= Given information =
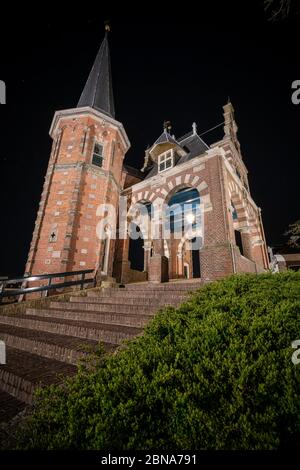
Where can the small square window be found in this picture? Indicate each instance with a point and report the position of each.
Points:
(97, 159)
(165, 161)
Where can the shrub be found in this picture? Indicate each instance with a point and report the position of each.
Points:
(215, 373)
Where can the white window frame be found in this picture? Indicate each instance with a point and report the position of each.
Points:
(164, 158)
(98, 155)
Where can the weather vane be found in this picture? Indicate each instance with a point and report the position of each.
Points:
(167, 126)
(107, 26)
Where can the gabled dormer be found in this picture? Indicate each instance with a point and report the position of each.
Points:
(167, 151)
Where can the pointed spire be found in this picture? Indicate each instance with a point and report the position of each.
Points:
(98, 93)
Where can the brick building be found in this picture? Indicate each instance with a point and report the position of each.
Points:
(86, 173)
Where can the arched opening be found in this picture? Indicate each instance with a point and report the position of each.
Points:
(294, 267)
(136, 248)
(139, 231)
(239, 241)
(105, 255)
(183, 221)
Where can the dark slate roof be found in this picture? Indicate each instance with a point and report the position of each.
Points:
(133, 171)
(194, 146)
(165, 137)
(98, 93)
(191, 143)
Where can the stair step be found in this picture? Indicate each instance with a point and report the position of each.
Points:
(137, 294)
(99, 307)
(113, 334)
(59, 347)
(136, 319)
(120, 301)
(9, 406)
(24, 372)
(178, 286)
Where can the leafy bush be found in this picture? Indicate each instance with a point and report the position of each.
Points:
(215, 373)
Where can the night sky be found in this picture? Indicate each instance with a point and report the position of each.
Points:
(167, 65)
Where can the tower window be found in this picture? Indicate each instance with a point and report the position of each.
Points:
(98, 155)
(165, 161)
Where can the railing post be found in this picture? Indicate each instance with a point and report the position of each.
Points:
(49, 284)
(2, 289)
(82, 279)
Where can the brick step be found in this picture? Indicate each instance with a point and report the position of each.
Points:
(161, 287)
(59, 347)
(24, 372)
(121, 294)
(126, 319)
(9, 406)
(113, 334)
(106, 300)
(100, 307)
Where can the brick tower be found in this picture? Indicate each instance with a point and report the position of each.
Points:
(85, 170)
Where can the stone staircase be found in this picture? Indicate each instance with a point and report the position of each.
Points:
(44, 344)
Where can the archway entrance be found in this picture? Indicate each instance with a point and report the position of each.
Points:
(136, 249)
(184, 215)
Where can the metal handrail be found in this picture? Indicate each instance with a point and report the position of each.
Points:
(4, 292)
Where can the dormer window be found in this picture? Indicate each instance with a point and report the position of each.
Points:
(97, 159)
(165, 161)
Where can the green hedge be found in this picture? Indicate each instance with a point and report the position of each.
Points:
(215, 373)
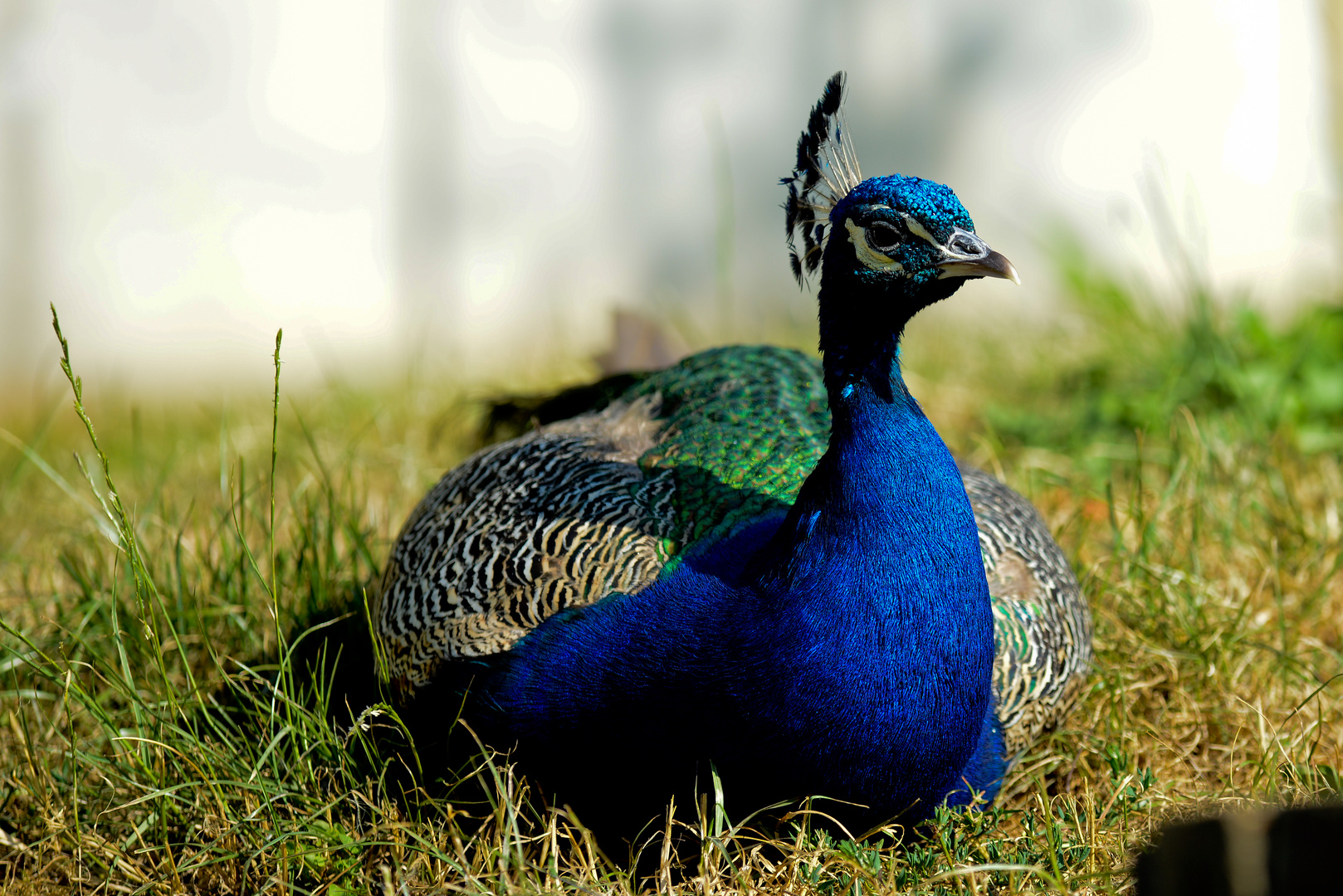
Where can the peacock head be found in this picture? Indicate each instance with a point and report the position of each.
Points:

= What you are asked to do =
Each record above should be copied character for character, with pictures dropped.

= Output for this task =
Where can the small square window be found in this picture? Indicate each instance with a point and report the position of each.
Points:
(97, 159)
(165, 161)
Where can the shrub be found in this picture? Indicate each instance with a point and report the position of each.
Points:
(215, 373)
Where can the white window frame be found in this picture? Indicate each instance with a point and report the position of each.
Points:
(164, 158)
(98, 155)
Where can the weather vane be found in this picture? Indicate each instance with a point and report the position of each.
Points:
(167, 126)
(107, 26)
Where can the gabled dormer be found in this picture? Indicate each instance with a point and report the position of each.
Points:
(167, 151)
Where can the pointed spire be found in this picture? Indicate each instance with a point and report the position of each.
Points:
(98, 93)
Where can the brick building be found in this picture? Indicate each instance with a point and report the position of each.
Points:
(86, 173)
Where can the arched opening be found in this picture? Indicate each instance with a point and report the position of each.
Points:
(294, 267)
(136, 248)
(139, 231)
(239, 241)
(105, 255)
(183, 221)
Where can the dark slate roof be found in this picture? Indicate each instance with a point and report the position of each.
Points:
(133, 171)
(194, 146)
(165, 137)
(98, 93)
(191, 143)
Where can the stair step be found in this picture? Indicate each instance with a point and report the position of each.
Points:
(137, 294)
(99, 307)
(113, 334)
(59, 347)
(136, 319)
(120, 301)
(9, 406)
(24, 372)
(178, 286)
Where can the leafy bush be found in this picture? Indicate each instance with a point and report the position of each.
Points:
(215, 373)
Where can the night sky be found in this picture? Indicate each instance with a point and report the position of each.
Points:
(167, 65)
Where can the tower window be found in this picture? Indicate each instance with a point and report the position of each.
Points:
(98, 155)
(165, 161)
Where can the railing post be found in this picture? Indicate each instance with a point and report the position of each.
Points:
(49, 284)
(2, 289)
(82, 279)
Where can the brick step be found in this picture? Indicate each instance with a point and report the position of each.
Points:
(161, 287)
(59, 347)
(24, 372)
(121, 294)
(126, 319)
(9, 406)
(113, 334)
(106, 300)
(100, 307)
Where can the brick tower be found in this picture? Indicate each instance with a point and report the position of each.
Points:
(85, 170)
Where can the stone staircase be found in this picture? Indicate each instance with a point and report the position of each.
Points:
(44, 344)
Where can the archway entrance be found in this picture? Indicate each instance with a point and report the position of each.
Points:
(136, 249)
(184, 215)
Where can the metal handrail be found in this picture? Indicate each instance with a point and report the position of each.
Points:
(4, 292)
Where can the dormer window be found in this picture? Indicate each instance with a point and report the position of each.
Points:
(97, 159)
(165, 161)
Where can the green hedge be found in this picture? Indicate each instance with a point and report the position of each.
Points:
(215, 373)
Where can the peacock head be found in this picture? Indicate each instance with a point and report the position of each.
Points:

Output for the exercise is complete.